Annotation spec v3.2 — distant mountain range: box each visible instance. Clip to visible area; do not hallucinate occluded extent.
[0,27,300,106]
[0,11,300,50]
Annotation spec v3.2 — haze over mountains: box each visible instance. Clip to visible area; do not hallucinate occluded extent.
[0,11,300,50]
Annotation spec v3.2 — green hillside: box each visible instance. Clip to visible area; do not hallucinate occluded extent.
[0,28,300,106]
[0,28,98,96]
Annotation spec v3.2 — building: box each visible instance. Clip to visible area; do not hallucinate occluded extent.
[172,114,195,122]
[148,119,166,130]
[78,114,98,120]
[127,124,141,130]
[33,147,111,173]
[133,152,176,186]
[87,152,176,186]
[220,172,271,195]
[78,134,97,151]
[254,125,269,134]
##############################
◆ **WRITTEN TASK**: Write out all the records again, replacing every "Annotation spec v3.2" with "Annotation spec v3.3" and keeping everything else the same.

◆ **OUTPUT**:
Annotation spec v3.3 — distant mountain range: box each visible instance. Clip to visible area; do not hallucinate occluded extent.
[0,27,300,106]
[0,11,300,50]
Annotation spec v3.3 — haze over mountains: box each visible instance. Clip to visible area; do not hallucinate occluded extent.
[0,11,300,50]
Annotation spec v3.3 — green hillside: box each visible instance. Clip to visible area; do not hallucinate occluded extent.
[0,28,300,106]
[0,28,98,96]
Annotation spec v3.3 — building: box each visible instance. Clip to visible area; do not hallucinate occluded extent.
[172,114,195,122]
[148,119,166,130]
[78,114,98,120]
[127,124,141,130]
[33,147,111,173]
[133,152,176,186]
[87,152,176,186]
[220,172,271,195]
[78,134,97,151]
[254,125,269,134]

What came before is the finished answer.